- [What the exercise asks] Copy exactly the lines of the material below that run from the one containing "positive clicks: (23, 369)" through the one containing "box: [0, 242, 640, 426]". Copy no other lines.

- [Material for the task]
______

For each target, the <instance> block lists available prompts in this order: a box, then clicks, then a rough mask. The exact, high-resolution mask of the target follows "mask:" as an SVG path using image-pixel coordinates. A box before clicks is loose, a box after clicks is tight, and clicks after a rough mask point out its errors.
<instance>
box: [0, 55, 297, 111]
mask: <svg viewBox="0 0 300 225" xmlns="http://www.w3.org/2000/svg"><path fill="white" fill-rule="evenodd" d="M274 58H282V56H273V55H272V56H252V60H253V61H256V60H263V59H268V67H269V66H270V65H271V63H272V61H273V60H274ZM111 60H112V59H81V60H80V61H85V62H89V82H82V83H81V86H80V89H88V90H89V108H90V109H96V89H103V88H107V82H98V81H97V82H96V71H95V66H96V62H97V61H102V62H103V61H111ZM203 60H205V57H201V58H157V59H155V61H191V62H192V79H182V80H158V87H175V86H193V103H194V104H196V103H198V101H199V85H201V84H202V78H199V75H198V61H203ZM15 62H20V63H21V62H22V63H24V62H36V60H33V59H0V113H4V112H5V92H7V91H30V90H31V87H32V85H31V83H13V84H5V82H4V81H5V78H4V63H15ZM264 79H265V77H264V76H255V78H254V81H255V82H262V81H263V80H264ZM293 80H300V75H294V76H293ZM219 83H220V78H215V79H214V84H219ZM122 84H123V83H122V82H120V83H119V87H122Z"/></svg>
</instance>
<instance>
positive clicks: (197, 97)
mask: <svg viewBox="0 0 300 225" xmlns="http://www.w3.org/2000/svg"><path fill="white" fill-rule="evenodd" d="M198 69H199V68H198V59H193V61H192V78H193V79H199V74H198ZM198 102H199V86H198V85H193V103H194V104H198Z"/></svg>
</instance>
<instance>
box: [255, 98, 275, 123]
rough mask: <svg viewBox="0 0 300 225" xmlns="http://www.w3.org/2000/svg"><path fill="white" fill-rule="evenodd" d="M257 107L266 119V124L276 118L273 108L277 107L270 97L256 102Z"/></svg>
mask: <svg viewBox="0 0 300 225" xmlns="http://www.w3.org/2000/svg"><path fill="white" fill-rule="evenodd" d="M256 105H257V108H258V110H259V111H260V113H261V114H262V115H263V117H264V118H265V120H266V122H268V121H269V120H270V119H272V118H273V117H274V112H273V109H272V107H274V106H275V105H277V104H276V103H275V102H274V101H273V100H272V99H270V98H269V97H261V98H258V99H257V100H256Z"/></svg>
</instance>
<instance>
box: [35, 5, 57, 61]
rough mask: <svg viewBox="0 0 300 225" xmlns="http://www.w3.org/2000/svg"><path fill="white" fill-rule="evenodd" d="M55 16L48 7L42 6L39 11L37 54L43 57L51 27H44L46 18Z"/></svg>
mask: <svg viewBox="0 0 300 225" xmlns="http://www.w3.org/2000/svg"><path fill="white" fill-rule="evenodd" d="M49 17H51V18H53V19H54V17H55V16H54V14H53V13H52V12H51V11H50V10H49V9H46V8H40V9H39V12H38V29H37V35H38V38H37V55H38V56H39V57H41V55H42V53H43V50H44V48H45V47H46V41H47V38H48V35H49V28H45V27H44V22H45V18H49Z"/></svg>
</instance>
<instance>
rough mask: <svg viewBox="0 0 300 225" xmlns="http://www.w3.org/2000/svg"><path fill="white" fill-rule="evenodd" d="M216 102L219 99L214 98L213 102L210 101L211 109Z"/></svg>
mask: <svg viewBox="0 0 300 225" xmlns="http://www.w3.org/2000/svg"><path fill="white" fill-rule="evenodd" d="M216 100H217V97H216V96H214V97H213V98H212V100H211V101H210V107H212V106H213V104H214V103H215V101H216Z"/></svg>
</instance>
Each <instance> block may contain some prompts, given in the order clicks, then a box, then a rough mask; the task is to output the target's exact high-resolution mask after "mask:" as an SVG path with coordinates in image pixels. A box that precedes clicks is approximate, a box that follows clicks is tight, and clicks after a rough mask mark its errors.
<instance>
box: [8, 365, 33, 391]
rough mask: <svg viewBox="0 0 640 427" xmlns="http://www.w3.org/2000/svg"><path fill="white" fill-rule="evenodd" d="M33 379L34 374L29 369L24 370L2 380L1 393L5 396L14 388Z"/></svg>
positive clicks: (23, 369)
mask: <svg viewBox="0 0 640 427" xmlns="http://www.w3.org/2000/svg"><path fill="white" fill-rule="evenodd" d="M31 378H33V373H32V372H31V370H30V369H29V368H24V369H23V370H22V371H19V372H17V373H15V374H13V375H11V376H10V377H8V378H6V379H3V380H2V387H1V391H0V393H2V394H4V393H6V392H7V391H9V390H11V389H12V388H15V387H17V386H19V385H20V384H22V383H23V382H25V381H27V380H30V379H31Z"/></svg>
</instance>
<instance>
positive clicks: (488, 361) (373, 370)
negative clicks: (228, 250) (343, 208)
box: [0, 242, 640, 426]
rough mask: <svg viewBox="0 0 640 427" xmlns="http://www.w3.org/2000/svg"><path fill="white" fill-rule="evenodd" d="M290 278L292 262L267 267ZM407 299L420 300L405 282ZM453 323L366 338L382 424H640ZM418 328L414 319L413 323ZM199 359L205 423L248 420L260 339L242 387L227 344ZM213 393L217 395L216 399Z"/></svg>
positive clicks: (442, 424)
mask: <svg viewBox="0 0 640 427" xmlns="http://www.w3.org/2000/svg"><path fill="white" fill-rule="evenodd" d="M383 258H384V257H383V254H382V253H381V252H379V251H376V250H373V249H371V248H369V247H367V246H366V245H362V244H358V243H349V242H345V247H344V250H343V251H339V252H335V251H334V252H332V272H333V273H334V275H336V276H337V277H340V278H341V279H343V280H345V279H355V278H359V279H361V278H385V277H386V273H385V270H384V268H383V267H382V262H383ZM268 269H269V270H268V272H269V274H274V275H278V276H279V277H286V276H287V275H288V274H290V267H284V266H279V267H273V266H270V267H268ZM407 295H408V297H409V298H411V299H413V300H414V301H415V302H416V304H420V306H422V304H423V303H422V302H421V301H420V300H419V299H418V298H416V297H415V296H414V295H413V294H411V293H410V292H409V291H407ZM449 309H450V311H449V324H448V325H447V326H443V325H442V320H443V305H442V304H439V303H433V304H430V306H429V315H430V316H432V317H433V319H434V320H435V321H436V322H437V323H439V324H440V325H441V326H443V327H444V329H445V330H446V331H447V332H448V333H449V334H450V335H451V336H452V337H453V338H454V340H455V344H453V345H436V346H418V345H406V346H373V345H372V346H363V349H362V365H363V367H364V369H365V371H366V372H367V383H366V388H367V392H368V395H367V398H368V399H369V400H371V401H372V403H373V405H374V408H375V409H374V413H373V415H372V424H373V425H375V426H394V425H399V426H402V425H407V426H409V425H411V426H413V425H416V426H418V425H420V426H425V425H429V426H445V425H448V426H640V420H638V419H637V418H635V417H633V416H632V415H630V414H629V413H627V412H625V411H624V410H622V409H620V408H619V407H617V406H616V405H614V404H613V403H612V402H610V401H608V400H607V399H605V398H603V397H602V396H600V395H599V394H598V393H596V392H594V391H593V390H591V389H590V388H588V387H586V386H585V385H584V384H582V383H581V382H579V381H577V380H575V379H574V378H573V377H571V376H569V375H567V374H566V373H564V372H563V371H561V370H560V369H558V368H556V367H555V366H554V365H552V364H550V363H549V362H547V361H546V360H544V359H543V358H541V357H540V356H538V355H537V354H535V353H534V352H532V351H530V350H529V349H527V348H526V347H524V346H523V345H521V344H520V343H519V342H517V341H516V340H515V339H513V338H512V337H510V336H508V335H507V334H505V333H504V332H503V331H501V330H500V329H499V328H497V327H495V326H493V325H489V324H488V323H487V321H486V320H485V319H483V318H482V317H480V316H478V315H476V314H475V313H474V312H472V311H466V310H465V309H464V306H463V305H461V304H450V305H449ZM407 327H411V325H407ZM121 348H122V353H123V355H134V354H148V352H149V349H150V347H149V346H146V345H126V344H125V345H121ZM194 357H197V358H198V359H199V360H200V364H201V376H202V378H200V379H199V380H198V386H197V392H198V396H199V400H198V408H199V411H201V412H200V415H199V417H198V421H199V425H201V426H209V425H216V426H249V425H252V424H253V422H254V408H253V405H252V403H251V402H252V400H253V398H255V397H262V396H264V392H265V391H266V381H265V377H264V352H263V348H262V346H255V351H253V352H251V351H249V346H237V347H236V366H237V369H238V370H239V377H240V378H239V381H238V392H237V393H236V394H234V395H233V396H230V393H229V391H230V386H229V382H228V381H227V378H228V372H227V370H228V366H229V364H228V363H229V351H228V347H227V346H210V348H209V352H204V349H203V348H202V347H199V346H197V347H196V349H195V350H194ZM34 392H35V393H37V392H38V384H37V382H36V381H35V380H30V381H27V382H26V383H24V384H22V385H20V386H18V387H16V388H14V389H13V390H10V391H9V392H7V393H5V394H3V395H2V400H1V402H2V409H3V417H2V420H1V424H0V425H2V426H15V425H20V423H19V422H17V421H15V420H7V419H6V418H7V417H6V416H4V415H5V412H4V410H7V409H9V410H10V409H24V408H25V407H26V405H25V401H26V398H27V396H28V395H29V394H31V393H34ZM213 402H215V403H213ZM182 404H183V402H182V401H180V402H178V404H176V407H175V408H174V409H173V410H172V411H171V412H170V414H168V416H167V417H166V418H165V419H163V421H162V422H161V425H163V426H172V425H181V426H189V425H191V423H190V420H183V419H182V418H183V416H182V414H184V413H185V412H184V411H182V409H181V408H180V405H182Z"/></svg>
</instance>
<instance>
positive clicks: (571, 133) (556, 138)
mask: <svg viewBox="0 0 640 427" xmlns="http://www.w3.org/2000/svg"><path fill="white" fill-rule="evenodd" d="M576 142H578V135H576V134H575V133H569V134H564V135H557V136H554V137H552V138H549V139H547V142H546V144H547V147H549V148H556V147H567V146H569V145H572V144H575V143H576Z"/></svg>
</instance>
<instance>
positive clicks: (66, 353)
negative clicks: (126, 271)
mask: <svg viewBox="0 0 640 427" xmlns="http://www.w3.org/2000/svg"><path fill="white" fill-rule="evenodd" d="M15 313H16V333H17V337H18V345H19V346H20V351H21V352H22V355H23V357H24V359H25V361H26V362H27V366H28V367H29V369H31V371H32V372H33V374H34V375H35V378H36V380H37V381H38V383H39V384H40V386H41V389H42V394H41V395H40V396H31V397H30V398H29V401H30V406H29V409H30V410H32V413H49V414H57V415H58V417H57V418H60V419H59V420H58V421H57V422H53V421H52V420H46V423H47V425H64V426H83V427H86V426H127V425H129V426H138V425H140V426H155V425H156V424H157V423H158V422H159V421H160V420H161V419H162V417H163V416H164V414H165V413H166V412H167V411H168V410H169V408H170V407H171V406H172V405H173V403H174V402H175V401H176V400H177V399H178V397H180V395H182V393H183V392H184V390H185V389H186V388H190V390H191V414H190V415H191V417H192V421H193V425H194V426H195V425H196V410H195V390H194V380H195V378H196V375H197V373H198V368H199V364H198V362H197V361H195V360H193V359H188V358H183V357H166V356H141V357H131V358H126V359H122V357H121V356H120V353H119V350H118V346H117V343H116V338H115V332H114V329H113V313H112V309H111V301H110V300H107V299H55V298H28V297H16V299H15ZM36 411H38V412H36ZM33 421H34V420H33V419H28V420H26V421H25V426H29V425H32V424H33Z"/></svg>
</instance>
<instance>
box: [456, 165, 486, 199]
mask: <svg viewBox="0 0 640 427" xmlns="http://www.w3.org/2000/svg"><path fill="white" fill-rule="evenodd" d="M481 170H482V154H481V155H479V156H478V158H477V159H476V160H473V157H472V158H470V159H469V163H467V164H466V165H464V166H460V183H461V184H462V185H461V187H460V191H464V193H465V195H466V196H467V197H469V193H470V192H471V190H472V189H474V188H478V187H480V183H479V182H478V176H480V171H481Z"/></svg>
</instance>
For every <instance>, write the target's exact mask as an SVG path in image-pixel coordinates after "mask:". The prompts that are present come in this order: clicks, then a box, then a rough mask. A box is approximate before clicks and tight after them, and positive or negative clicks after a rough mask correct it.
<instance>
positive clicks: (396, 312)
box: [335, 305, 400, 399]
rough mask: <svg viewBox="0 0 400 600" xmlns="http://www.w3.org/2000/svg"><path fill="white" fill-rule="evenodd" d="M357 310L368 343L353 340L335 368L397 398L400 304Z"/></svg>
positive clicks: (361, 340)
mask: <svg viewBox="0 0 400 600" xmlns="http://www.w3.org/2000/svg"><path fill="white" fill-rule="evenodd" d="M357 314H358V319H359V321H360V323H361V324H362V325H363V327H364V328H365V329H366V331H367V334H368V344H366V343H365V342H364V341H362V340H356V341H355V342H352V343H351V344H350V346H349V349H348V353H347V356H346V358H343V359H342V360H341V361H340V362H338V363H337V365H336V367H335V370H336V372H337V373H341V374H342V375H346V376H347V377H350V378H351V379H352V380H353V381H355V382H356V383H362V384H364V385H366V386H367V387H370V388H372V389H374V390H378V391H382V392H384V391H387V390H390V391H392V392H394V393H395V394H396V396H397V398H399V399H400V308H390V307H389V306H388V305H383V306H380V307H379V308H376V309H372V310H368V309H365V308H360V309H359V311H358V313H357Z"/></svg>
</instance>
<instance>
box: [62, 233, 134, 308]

______

- [Task result]
positive clicks: (23, 369)
mask: <svg viewBox="0 0 640 427" xmlns="http://www.w3.org/2000/svg"><path fill="white" fill-rule="evenodd" d="M31 378H33V373H32V372H31V370H30V369H29V368H24V369H23V370H22V371H19V372H17V373H15V374H13V375H11V376H10V377H8V378H6V379H3V380H2V387H1V391H0V393H2V394H4V393H6V392H7V391H9V390H11V389H12V388H15V387H17V386H19V385H20V384H22V383H23V382H25V381H27V380H30V379H31Z"/></svg>
</instance>
<instance>
positive clicks: (488, 361) (373, 370)
negative clicks: (228, 250) (343, 208)
box: [0, 242, 640, 426]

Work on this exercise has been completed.